### Given text ###

- Directed by: Rohit-Manish
- Written by: Atul Sharma
- Produced by: Bhushan Kumar Krishnan Kumar N.P. Pachisia
- Starring: Aftab Shivdasani Gracy Singh
- Cinematography: K. Dattu
- Edited by: Steven H. Bernard
- Music by: Nikhil-Vinay
- Production company: T-Series
- Release date: 26 March 2004;
- Running time: 122 minutes
- Country: India
- Language: Hindi

= Muskaan =

Muskaan is a 2004 Indian Hindi-language romantic thriller film directed by Rohit-Manish. It stars Aftab Shivdasani and Gracy Singh in the roles.

==Plot==
Dashing and debonair fashion designer Sameer Oberoi (Aftab Shivdasani) has everything going for him: a successful career; a secure future; a comfortable and wealthy lifestyle; a beautiful girl Jahnvi (Neha) who hopes to marry him, what more could anyone want? But Sameer has an image of his dream girl in his mind, and he hopes to find her soon. His search for her meets with obstacles of searching for a better model; a series of wrong telephonic connections, all connecting him to a young lady. His group decides to travel to another location, and the young "wrong number" lady, named Muskaan, also travels in the same bus, leading to some more misunderstandings. Sameer takes a liking to Muskaan and decides to appoint her as his new model, to which she agrees. Then their world is turned upside down when Jahnvi, a member of their group, is brutally stabbed in her belly and murdered, and the only clue the police have is that her killer's name begins with an "S,"  and Sameer becomes a prime suspect in her murder and in the eyes of Inspector Vikram Rajput, who is determined to get the killer at any cost. During the search for the killer, Muskaan (Gracy Singh) and Sameer fall in love. Just as they are about to go to the police station, Muskaan arrives with the cassette in which Jahnvi had left a message for her dad. After hearing this, the killer is actually Satin (one of Sameer's best friends). In the end, Satin is arrested, and Muskaan and Sameer reunite.

### Extracted material ###

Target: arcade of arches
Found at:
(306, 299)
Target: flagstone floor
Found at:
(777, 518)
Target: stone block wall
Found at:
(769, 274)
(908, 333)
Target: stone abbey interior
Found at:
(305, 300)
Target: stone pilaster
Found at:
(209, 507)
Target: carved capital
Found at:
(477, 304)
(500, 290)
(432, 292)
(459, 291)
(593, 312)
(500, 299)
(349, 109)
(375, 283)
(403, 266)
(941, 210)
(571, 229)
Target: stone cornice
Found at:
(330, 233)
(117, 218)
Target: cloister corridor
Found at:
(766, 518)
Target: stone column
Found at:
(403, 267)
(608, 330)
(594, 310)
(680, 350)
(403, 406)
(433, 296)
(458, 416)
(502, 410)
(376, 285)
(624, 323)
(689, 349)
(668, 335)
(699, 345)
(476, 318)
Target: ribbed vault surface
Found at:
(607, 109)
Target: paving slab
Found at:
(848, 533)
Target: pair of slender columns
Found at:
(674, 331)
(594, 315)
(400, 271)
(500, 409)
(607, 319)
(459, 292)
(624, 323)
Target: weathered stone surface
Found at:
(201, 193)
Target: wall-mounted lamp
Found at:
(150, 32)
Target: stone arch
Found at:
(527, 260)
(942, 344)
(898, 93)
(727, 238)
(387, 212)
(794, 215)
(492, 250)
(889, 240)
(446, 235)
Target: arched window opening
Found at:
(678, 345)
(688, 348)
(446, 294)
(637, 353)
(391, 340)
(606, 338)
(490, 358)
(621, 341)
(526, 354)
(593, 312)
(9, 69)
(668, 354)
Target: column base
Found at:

###

Complete the following
a – Reproduce all of the dataset records above word for word, from the first record through the last.
b – Extend the article on the film Muskaan, picking up right after its final sentence.

Final results
a –
Target: arcade of arches
Found at:
(306, 299)
Target: flagstone floor
Found at:
(777, 518)
Target: stone block wall
Found at:
(769, 274)
(908, 333)
Target: stone abbey interior
Found at:
(305, 300)
Target: stone pilaster
Found at:
(209, 507)
Target: carved capital
Found at:
(477, 304)
(500, 290)
(432, 292)
(459, 291)
(593, 312)
(500, 299)
(349, 109)
(375, 283)
(403, 266)
(941, 210)
(571, 229)
Target: stone cornice
Found at:
(330, 233)
(117, 218)
Target: cloister corridor
Found at:
(766, 518)
Target: stone column
Found at:
(403, 267)
(608, 330)
(594, 310)
(680, 350)
(403, 406)
(433, 296)
(458, 416)
(502, 410)
(376, 285)
(624, 323)
(689, 349)
(668, 335)
(699, 345)
(476, 318)
Target: ribbed vault surface
Found at:
(607, 109)
Target: paving slab
Found at:
(848, 533)
Target: pair of slender columns
Found at:
(674, 331)
(594, 315)
(400, 271)
(500, 409)
(607, 319)
(459, 292)
(624, 323)
Target: weathered stone surface
Found at:
(201, 193)
Target: wall-mounted lamp
Found at:
(150, 32)
Target: stone arch
Found at:
(527, 260)
(942, 344)
(898, 93)
(727, 238)
(387, 212)
(794, 215)
(492, 250)
(889, 240)
(446, 235)
Target: arched window opening
Found at:
(678, 345)
(688, 348)
(446, 294)
(637, 353)
(391, 340)
(606, 338)
(490, 358)
(621, 341)
(526, 354)
(593, 312)
(9, 69)
(668, 354)
Target: column base
Found at:

b –
==Cast==
- Aftab Shivdasani as Sameer Oberoi
- Gracy Singh as Muskaan
- Gulshan Grover as Inspector Vikram Rajput
- Shabana Raza as Jahnvi
- Anjala Zaveri as Shikha
- Parvin Dabas as Sharad
- Vrajesh Hirjee as Satin
- Razak Khan as Hotel Manager Godbole
- Poonam Simar as Shweta
- Sharat Saxena as Karan Veer
- Rajeev Verma as Jahnvi's father

== Soundtrack ==

The music of the film was composed by the duo Nikhil-Vinay with the lyrics written by Sameer. The soundtrack was released 20 December 2003 by T-Series, which consists of 11 songs. The full album features vocals by Anuradha Paudwal, Udit Narayan, Shreya Ghoshal, Sonu Nigam, Alka Yagnik, Shaan and Adnan Sami.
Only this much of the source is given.